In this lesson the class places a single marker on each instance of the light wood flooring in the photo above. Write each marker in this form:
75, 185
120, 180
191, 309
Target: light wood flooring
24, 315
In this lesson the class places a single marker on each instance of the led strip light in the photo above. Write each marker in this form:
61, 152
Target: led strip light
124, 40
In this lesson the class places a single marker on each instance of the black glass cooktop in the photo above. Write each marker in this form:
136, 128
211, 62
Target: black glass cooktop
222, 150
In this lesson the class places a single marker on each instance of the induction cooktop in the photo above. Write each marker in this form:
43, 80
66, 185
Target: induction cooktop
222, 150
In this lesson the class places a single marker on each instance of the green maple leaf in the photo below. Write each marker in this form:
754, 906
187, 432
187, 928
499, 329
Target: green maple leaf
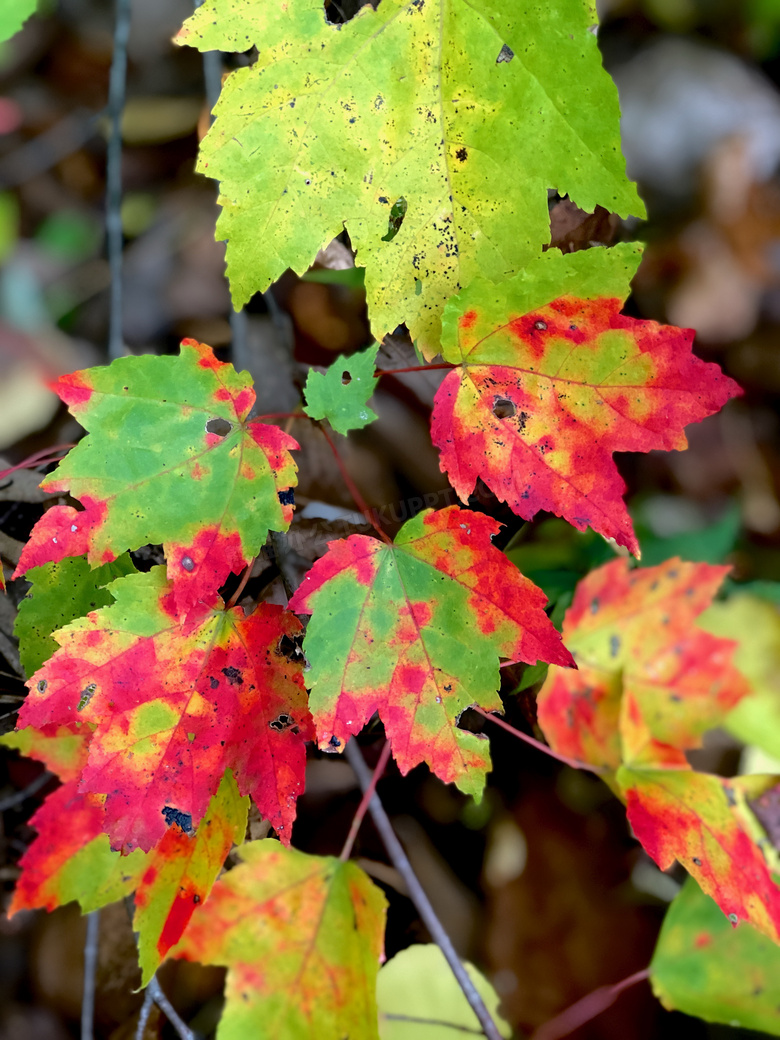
302, 939
341, 394
440, 104
13, 16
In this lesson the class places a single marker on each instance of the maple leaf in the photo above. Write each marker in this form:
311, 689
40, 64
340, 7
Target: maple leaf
417, 988
341, 394
170, 458
551, 380
415, 630
694, 964
631, 634
175, 704
512, 95
60, 593
755, 625
704, 823
648, 684
302, 938
71, 859
13, 16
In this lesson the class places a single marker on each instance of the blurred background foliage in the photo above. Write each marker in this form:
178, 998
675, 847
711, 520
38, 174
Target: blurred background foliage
541, 884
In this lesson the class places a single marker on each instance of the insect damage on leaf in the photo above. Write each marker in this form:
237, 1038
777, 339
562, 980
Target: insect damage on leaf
174, 704
302, 938
170, 458
341, 394
415, 631
546, 389
408, 163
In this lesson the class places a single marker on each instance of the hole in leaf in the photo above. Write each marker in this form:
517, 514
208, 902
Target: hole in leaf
503, 409
397, 212
219, 426
289, 648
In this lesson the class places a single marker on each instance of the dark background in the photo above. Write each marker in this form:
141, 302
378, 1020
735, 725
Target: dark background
542, 885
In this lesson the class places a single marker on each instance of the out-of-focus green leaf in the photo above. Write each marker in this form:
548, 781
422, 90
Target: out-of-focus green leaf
13, 16
418, 997
704, 966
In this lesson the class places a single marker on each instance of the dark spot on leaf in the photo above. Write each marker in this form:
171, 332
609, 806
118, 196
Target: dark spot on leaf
182, 820
86, 696
219, 426
503, 409
281, 723
397, 212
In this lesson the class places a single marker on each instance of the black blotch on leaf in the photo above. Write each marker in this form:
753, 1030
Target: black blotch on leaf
503, 409
219, 426
182, 820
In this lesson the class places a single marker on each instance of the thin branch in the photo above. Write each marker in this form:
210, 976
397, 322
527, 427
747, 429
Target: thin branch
421, 902
113, 175
242, 583
91, 968
379, 372
166, 1008
363, 807
354, 491
21, 796
575, 763
587, 1009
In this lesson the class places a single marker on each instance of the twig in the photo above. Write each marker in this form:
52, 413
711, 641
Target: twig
113, 175
28, 791
91, 967
353, 488
146, 1011
242, 583
586, 1009
379, 372
167, 1009
574, 762
421, 902
362, 808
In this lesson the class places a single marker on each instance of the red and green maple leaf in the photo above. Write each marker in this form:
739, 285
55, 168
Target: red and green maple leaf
415, 631
174, 704
551, 380
632, 635
302, 938
71, 859
648, 684
170, 458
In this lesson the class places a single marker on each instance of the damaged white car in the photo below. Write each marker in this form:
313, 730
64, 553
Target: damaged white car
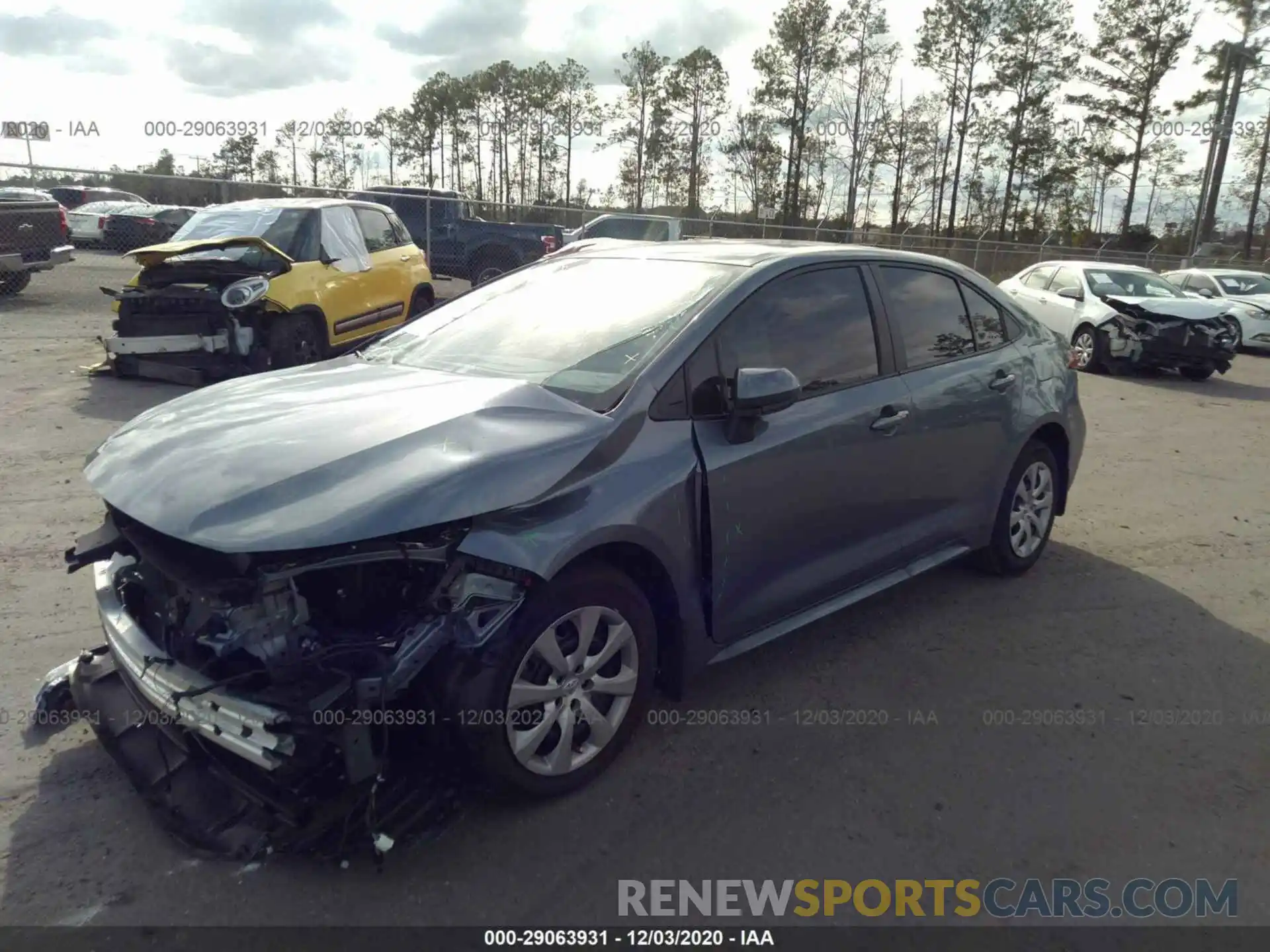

§ **ABOUT THIS TASK**
What the answer needs is every line from the data above with "white" in it.

§ **SOLUTION FOR THIS PROBLEM**
In this lesson the class places a single marker on each instance of the damaged white car in the photo below. Write each marker in this form:
Target: damaged white car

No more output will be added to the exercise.